● **TASK TO COMPLETE**
Convert each line of the listing below into a JSON list of strings, one string per line, skipping blank lines and leaving out the pictures.

........

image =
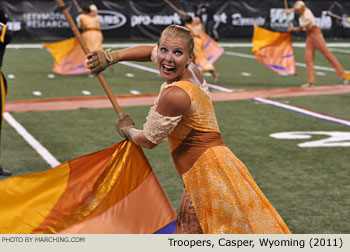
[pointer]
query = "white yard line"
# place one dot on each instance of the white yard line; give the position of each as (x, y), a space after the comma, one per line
(303, 111)
(152, 70)
(43, 152)
(249, 56)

........

● **RESPONSE BELOW**
[
  "image =",
  "[pointer]",
  "query = \"white yard line\"",
  "# place one dot on each instance of the white yard line; give the position of each as (x, y), a space after the comma, one per line",
  "(303, 111)",
  "(152, 70)",
  "(43, 152)",
  "(249, 56)"
]